Tasks -
[A] Please pull out the part of the passage on China's air pollution from "I had time to" to "very grim admission.", copied word for word.
[B] According to the passage on China's air pollution, how many of the top 74 cities were now "extremely polluted"?

Page extract -
I added the beef and a few of the larger vegetables, some of which I recognised. Then I added some more stuff, and more, and soon I was cooking up a storm, with both the yin and yang of broth and oil bubbling away, fired up by a small gas burner underneath the octagonal bowl.
I had time to think as I waited for the food to cook. I thought about the pandas and the pollution. In the country’s rise to greatness, and let there be no mistake, China is great, there has perhaps been a miscalculation about the price of the rapid rise to greatness. Many of China’s cities have air pollution so dense that health warnings are issued at regular intervals encouraging the populous not to breathe too much air, and perhaps they shouldn’t go out today either. Indeed I had read a newspaper article admitting 70 out of the top 74 cities were now “extremely polluted.” Considering the heavily-censored Chinese newspapers were usually the last source of up-to-date information in the country, and those in charge only made such information public when it could no longer be avoided in any way, this was a very grim admission.
Air pollution had become so drastic recently, it had now become a matter of national security, as CCTV cameras had to be supplemented with radar because no one could see anything through the dense fug anymore. The decision makers who ratified the rapid construction of more coal power plants per year than exist in Western Europe in total, had been blind to the consequences of their actions. Now they were becoming physically blind as well.

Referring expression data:
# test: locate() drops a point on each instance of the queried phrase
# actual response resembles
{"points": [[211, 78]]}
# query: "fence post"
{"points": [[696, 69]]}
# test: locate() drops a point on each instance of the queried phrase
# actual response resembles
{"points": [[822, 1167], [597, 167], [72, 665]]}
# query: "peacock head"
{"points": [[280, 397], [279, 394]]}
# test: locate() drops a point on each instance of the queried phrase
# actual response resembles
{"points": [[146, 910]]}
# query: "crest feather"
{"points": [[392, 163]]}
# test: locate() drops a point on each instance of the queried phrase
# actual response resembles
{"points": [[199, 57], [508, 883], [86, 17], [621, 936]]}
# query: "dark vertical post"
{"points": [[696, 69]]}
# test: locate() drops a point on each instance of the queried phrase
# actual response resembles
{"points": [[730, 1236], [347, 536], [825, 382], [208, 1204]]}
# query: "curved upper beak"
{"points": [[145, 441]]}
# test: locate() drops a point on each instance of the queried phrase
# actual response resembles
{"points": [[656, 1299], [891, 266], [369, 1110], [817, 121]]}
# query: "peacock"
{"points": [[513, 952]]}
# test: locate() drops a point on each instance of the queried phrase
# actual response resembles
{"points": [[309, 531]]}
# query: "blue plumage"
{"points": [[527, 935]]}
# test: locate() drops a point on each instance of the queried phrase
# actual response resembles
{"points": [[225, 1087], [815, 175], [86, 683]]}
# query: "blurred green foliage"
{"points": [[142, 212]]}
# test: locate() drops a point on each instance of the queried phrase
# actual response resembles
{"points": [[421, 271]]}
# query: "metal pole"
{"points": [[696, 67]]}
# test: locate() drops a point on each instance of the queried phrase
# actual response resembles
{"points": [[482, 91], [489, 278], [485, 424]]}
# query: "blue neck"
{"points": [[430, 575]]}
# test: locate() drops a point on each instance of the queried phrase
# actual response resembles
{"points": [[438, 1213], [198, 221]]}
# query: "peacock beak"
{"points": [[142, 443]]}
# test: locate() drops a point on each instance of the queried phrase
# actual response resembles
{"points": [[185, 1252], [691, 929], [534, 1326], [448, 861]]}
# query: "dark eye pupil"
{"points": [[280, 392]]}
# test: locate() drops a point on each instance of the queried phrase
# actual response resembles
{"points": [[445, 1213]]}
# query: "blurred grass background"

Answers -
[A]
I had time to think as I waited for the food to cook. I thought about the pandas and the pollution. In the country’s rise to greatness, and let there be no mistake, China is great, there has perhaps been a miscalculation about the price of the rapid rise to greatness. Many of China’s cities have air pollution so dense that health warnings are issued at regular intervals encouraging the populous not to breathe too much air, and perhaps they shouldn’t go out today either. Indeed I had read a newspaper article admitting 70 out of the top 74 cities were now “extremely polluted.” Considering the heavily-censored Chinese newspapers were usually the last source of up-to-date information in the country, and those in charge only made such information public when it could no longer be avoided in any way, this was a very grim admission.

[B] 70